Text section =>

— START —

Created by Scott Curtis
Pseudonym of Brian Alan Lane
“Hollywood finally came up with a cure for writer’s block”
Not to be confused with the made-for-TV standalone flick The Hollywood Detective, starring Telly Savalas (or the Dan Turner pulp magazine), this mini-series was just Hollywood Detective (no “the”). Billed at the time as basic cable’s first hour-long prime-time dramatic series produced in America (it was filmed in Utah), the six-parter ran on A&E in the early nineties, and was a rare attempt to do something a little different, adding a bit of intelligence (or literary pretension) into the TV P.I. genre. It didn’t always succeed, but it did get points for trying.
It’s the Depression, and Prohibition is in full swing. Not that it seems to bother happy-go-lucky BARKLEY NUNN (played by Tony “son of Gregory” Peck), an aspiring writer suffering from writer’s block, who works as a full-time private snoop in 1930s Tinseltown. Somehow keeps running into writers. In this six episode run of this series, he manages to work for, or run into Ernest Hemingway, Dorothy Parker, William Faulkner, Sinclair Lewis, F. Scott Fitzgerald and even Hardy Boys “creator” William Stratemeyer.” Suffice it to say that, despite the law of the land, drinks are drunk, and wisecracks are tossed back and forth with alarming frequency. Tony displays some of his dad’s style and stage presence, and his real-life wife at the time, model Cheryl Tiegs, is along for the ride as a raunchy bar maid.
Of course the premise is ridiculous, but it could have been a lot of wink-wink fun. Unfortunately, they pushed it too far — the convoluted, excessively florid dialogue, dream sequences and all those big name writers dropping by tended to grate on folks after a while, as if the producers didn’t know when to pull back, and the result was as off-putting at times as it was fascinating. Me? I sorta liked it. But in a train wreck sort of way.

— END —

Provided data =>
— START —

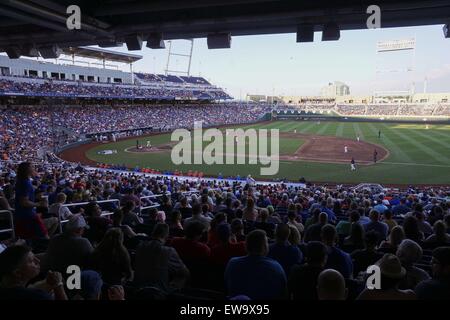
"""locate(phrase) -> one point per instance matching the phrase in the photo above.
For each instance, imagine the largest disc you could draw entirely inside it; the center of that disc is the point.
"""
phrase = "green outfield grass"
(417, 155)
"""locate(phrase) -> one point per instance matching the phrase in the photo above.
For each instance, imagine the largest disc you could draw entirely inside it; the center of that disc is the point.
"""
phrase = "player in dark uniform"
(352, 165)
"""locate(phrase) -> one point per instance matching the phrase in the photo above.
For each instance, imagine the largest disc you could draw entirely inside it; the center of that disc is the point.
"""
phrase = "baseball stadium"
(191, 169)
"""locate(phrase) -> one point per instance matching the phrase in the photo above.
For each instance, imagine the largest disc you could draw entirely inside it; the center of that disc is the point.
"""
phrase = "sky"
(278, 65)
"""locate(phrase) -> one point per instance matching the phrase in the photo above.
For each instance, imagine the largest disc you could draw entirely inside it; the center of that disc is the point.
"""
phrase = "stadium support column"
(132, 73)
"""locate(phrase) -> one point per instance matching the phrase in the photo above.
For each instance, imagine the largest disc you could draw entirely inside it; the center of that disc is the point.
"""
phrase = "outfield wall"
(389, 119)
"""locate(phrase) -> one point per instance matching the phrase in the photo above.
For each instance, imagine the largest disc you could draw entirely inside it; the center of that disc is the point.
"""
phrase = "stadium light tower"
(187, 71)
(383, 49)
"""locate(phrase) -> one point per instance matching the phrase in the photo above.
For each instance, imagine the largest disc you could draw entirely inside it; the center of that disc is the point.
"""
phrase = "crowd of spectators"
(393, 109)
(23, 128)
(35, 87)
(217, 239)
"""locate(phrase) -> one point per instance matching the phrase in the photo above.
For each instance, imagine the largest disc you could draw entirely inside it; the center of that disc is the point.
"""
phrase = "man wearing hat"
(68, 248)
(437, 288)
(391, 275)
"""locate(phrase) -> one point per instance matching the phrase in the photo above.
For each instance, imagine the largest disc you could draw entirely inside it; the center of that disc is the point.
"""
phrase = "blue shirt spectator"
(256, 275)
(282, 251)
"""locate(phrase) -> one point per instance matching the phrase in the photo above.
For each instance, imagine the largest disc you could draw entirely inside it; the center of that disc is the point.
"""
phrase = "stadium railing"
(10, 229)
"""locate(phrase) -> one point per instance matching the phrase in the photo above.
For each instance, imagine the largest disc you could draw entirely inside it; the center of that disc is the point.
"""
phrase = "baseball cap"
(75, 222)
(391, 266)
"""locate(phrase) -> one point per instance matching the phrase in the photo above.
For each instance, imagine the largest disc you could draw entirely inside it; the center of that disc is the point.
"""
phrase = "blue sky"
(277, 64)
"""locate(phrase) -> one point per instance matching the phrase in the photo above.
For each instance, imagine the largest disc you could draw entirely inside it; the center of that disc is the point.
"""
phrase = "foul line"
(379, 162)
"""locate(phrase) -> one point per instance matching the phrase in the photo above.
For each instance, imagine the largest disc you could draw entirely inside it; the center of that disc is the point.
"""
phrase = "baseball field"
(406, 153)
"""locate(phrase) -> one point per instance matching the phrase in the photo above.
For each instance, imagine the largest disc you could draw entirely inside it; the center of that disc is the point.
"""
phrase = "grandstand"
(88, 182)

— END —
— START —

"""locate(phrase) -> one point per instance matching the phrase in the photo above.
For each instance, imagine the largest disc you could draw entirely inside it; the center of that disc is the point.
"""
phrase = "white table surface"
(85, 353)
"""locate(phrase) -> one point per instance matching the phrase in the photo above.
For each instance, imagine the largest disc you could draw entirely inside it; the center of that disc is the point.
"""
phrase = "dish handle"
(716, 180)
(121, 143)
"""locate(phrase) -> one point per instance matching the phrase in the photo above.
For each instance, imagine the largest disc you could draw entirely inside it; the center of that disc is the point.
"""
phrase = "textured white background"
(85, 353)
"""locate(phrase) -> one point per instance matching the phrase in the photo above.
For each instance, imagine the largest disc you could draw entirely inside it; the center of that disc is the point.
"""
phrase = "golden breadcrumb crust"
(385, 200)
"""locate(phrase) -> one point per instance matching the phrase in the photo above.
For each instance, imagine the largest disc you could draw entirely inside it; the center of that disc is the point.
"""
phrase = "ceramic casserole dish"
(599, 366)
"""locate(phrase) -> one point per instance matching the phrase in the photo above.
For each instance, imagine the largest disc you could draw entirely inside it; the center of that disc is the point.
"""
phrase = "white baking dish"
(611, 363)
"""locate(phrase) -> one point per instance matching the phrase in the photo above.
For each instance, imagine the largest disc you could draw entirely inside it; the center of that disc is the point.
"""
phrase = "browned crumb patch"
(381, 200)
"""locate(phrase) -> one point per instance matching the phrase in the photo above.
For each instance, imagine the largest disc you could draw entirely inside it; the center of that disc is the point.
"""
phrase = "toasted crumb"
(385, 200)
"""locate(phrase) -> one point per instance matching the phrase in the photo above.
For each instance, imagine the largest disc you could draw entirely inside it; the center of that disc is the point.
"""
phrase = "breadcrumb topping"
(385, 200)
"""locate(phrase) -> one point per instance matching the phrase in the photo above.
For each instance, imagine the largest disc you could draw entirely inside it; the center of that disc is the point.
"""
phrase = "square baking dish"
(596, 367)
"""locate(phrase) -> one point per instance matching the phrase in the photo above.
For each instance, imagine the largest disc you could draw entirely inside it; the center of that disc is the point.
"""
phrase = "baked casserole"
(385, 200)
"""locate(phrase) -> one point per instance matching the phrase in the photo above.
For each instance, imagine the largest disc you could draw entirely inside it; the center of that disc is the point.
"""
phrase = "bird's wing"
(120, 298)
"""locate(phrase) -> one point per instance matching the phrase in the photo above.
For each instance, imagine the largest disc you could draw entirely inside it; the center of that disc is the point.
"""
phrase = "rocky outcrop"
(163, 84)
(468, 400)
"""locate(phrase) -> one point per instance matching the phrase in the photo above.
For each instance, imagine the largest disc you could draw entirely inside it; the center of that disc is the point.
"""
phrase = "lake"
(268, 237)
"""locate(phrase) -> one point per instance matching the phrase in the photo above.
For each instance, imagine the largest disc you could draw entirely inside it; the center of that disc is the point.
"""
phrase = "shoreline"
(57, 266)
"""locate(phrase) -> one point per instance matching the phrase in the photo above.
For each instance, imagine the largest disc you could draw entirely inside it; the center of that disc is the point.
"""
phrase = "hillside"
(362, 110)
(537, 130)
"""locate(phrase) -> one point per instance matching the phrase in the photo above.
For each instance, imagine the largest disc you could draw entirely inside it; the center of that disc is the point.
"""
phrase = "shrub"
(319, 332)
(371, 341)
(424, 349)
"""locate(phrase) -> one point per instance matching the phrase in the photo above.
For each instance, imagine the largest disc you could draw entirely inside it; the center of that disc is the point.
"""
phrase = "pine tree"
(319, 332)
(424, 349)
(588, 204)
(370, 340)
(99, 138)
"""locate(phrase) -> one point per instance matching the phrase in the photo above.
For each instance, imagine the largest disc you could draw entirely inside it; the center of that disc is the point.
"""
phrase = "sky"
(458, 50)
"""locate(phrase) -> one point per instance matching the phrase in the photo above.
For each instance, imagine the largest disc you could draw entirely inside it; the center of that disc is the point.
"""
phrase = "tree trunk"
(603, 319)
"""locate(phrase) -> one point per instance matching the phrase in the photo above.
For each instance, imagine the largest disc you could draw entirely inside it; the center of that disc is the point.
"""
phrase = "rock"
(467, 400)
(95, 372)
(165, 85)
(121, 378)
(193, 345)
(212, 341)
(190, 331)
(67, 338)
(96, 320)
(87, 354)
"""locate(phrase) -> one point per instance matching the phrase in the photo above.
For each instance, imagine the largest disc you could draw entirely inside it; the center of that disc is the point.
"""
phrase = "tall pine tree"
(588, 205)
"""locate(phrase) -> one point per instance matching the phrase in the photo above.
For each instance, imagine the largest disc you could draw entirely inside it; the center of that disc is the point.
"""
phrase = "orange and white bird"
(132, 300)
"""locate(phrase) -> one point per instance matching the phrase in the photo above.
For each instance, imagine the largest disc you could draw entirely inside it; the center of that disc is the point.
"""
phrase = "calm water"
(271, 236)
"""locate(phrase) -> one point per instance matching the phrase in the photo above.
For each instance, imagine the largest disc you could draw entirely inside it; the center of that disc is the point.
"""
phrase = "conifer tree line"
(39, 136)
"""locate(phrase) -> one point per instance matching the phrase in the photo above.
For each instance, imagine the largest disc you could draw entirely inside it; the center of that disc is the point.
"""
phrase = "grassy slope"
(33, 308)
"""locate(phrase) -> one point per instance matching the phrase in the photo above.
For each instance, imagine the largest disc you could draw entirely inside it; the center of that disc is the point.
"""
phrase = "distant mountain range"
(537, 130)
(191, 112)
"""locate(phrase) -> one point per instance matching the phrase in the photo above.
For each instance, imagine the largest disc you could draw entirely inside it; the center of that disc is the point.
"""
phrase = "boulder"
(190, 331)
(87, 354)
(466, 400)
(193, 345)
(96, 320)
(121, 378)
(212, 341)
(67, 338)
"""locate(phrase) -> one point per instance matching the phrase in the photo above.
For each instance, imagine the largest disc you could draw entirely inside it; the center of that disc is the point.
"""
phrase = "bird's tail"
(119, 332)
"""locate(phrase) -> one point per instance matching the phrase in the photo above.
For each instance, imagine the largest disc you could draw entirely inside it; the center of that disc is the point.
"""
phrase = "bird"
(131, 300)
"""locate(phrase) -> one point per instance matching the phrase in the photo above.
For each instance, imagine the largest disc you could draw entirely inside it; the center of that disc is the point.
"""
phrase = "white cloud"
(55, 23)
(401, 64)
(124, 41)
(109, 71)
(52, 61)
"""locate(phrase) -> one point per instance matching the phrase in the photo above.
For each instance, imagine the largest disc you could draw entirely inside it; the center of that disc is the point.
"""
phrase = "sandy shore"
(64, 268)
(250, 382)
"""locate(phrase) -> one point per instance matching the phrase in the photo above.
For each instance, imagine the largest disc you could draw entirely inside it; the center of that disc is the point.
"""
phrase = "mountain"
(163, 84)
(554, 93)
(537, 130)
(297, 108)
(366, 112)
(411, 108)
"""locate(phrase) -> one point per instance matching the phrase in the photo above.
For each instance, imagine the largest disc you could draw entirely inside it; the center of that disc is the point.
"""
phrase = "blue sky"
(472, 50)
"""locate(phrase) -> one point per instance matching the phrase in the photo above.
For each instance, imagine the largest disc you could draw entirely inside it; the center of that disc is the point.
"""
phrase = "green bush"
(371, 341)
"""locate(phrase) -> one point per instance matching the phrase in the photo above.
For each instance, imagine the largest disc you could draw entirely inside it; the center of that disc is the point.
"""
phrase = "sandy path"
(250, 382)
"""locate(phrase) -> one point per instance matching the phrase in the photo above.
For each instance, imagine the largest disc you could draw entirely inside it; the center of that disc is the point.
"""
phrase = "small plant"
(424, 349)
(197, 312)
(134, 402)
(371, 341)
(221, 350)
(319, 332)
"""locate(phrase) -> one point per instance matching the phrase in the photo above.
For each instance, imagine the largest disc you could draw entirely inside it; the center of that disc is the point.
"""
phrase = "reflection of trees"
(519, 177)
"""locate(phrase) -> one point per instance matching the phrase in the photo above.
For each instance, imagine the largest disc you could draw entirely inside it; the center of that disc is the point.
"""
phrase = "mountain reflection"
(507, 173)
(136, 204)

— END —

Exercises =>
**1)** According to the review of the Hollywood Detective mini-series, in which state was the series filmed?
**2)** Write a continuation of the review of the Hollywood Detective mini-series, starting after its final sentence.

Response list =>
**1)** Utah.

**2)**
UNDER OATH
- “Juggling such an abundance of genres — detective, Hollywood, literary lions and Depression era — the show is impossibly jumbled and silly. And irresistible.”
—Â People Magazine - “(Hollywood Detective is) trying hard to re-create the spirit of those old ’30s detective movies – too hard. It’s pompous, over-written, underacted and just not much fun to watch.”
— Deseret News - “There just isn’t a mass audience out there for a series that follows the escapades of a writer-cum-private-eye in Hollywood in the 1930s – especially one that’s longer on atmosphere than action…. but the sleuthing is secondary. Hollywood Detective is about 30 percent mystery and 70 percent artful ambience and nostalgia.”
— Orlando Sentinel
TELEVISION
- HOLLYWOOD DETECTIVE
(19991, A&E)
6 episodes
Created by Scott Curtis,
Writers: Scott Curtis, W. Reed Moran, Steven L. Sears
Directors: William Tannen, Joel Oliansky, Kevin Cremin
Producer: Barbara Black
Starring Tony Peck as BARKLEY NUNN
and Timothy J. Nelson as Lt. Carstairs St. John
Also starring Ian Buchanan as F. Scott Fitzgerald
Marisa Berenson as Dorothy Parker
and Cheryl Tiegs as Cecilia Peck- “The Muse” (April 8, 1991)
- “The Write Stuff” (April 15, 1991)
- “Romanoff à Clef” (April 22, 1991)
- “Blind Faith” (April 29, 1991)
- “Chasing the Goose” (May 6, 1991)
- “Barring Disaster” (May 13, 1991)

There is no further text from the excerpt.